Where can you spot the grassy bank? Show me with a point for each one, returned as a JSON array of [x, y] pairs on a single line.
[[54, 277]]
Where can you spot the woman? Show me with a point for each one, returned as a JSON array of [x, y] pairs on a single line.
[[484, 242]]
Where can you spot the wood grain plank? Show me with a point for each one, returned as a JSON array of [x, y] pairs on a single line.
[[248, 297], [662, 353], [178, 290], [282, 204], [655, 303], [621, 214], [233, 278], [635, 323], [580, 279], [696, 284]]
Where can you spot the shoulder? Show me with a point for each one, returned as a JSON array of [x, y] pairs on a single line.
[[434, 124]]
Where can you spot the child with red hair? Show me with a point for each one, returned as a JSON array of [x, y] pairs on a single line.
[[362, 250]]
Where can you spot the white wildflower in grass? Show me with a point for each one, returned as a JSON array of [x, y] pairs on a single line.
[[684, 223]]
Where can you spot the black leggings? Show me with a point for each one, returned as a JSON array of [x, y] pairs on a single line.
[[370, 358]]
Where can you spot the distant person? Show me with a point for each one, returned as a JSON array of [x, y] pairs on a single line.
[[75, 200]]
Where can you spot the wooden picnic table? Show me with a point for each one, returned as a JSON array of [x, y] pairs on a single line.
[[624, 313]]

# Problem details
Find the line that contains "Where can you spot the white" in the data above. Reproduce it and every later line exactly, through the last one.

# Result of the exercise
Where can you spot the white wildflower in grass? Show me with a point for each one, returned as a JSON array of [x, y] pairs on a single line.
[[684, 223]]
Where can you spot the black leggings? Show me with a point for each one, returned as a JSON array of [x, y] pairs on a single line.
[[370, 358]]
Where can you spot the distant person? Show me with a point for each one, returned as a JSON array of [x, y] pairs on a single line.
[[75, 200]]
Where can you spot the wooden picnic table? Show me with a point for each one, returned as a JSON array of [x, y] pairs on a single line.
[[624, 313]]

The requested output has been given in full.